● REQUIRED WORK:
Retype every entry word for word. Omit the pictures.

● INFORMATION:

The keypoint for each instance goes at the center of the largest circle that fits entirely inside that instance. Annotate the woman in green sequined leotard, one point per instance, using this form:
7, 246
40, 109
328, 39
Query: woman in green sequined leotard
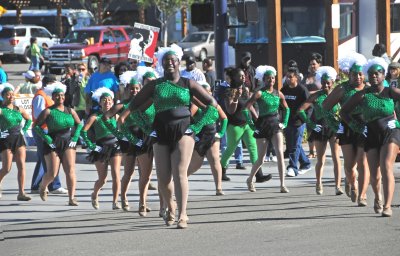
268, 126
383, 130
208, 145
175, 141
105, 150
350, 142
324, 128
11, 140
59, 143
134, 148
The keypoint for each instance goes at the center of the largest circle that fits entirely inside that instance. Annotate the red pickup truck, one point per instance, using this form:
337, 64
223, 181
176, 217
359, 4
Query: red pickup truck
89, 45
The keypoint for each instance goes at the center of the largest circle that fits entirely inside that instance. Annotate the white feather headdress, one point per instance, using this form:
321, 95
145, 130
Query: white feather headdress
126, 77
173, 48
102, 92
375, 61
50, 88
261, 70
347, 60
4, 86
325, 71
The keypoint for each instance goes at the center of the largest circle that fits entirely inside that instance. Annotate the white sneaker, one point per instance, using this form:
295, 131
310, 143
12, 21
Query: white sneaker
291, 172
304, 171
59, 191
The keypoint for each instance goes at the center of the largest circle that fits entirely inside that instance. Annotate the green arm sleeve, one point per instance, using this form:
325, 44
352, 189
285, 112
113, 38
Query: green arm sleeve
27, 125
77, 132
210, 116
43, 135
88, 142
249, 121
113, 129
303, 116
286, 114
222, 130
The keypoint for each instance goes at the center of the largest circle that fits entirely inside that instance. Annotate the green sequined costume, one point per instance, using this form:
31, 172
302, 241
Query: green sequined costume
60, 125
268, 121
10, 125
327, 119
172, 120
377, 111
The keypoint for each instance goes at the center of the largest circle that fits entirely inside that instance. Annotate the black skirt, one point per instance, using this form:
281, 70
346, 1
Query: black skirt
206, 139
380, 134
267, 126
109, 148
351, 137
12, 142
61, 139
171, 125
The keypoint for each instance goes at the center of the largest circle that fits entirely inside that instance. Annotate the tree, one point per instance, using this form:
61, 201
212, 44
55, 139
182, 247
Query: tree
166, 8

● EXERCISE ANSWER:
The keypoint for each instance goes at the center of the largest circle that fits entirely inside that instance. Annotate the woman in green sequined leotard, one point per instance, using this form:
7, 246
40, 109
328, 39
Query: woman in green sequined leotard
268, 126
383, 130
208, 145
175, 141
105, 150
350, 142
324, 128
11, 140
59, 143
134, 148
The keypoint for each instance goes at the center of the largest circle that fits entirely inside that instance. Annotate the red pickup truck, one point per instance, using this form:
337, 64
223, 181
176, 217
359, 4
Query: red pickup truck
89, 45
The keypoint for each instance goes at the center of the largest circle that fits entirely inside that instance. Annotate the white feather headdress, one point per instance, using this form:
321, 95
145, 130
Query: white feather headdress
126, 77
173, 48
102, 92
375, 61
50, 88
261, 70
347, 60
4, 86
325, 71
The keypoint for each instance goes at the center of the largest circle that fits entirely inside that instance. Annotate the white sneaker, one point per instance, using this form:
295, 131
310, 143
12, 21
Query: white sneaker
291, 172
304, 171
59, 191
The keypoint for each instance goes at the center of the largest circle that fits entirely inside that instance. Annotate the green arm sleeve, one point per instance, using this form:
325, 44
352, 189
285, 112
113, 38
Query: green arm sleeve
27, 125
77, 132
210, 116
43, 135
88, 142
249, 121
113, 129
303, 116
286, 114
222, 130
The keypoint for each instance goes at the center of the largest circle that fits entirely inside that instance. Annotate the green sequined costume, one point per instance, using this form:
31, 172
302, 241
Query: green sequined costume
60, 125
268, 121
10, 125
327, 119
172, 120
377, 111
The keypoint for each instance goes at the center of the largest circle that fits entirely inside that instance. Annotate the black skirt, one point per instance, using this form:
281, 70
346, 1
Query: black skirt
206, 139
380, 134
267, 126
109, 148
351, 137
12, 142
61, 139
171, 125
The keypoint for each instance goes at the center of the largest circle that fits entirely inside that instance. Annotate the tree, one point per instance, using this form:
61, 201
212, 44
55, 139
182, 247
Query: tree
166, 8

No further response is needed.